──────── ITEMS ────────

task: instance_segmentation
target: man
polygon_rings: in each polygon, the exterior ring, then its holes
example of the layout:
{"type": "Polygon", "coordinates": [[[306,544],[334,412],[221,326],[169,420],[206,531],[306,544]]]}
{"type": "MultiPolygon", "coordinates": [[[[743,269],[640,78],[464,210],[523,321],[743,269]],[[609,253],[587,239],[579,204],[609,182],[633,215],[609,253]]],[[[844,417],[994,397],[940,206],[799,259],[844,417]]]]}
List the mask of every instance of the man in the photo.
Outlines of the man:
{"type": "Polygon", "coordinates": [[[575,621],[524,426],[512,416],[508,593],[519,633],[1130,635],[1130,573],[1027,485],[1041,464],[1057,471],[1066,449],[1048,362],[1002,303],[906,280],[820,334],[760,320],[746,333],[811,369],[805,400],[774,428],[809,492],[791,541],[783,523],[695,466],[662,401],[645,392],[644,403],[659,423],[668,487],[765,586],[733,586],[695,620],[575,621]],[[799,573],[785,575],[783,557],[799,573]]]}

────────

> **WHAT IS REQUIRED**
Output the records as a two-column CSV with the headers "query" and "result", one row per record. Put each record's text in the "query" column and its answer in the "result" column, with each value in a single quoted field and line breaks replaced by spaces.

> **RESPONSE TO THE EXERCISE**
query,result
"task: instance_segmentation target: man polygon_rings: in each polygon, the exterior ring, then its holes example of the layout: {""type"": ""Polygon"", ""coordinates"": [[[306,544],[334,412],[221,326],[169,420],[206,531],[306,544]]]} {""type"": ""MultiPolygon"", ""coordinates"": [[[[743,269],[640,78],[464,210],[523,321],[743,269]],[[609,253],[587,239],[579,204],[609,182],[633,215],[609,253]]],[[[844,417],[994,397],[940,206],[799,259],[844,417]]]]} List the mask of every instance of the man in the photo. Outlines of the man:","{""type"": ""Polygon"", ""coordinates"": [[[575,621],[524,426],[512,416],[508,593],[519,633],[1130,635],[1130,573],[1027,485],[1041,464],[1057,471],[1066,449],[1048,362],[1002,303],[906,280],[820,334],[760,320],[746,333],[811,369],[805,400],[774,428],[809,492],[791,541],[783,523],[695,466],[662,401],[645,392],[644,403],[659,423],[668,487],[765,586],[733,586],[695,620],[575,621]],[[799,573],[785,575],[783,557],[799,573]]]}"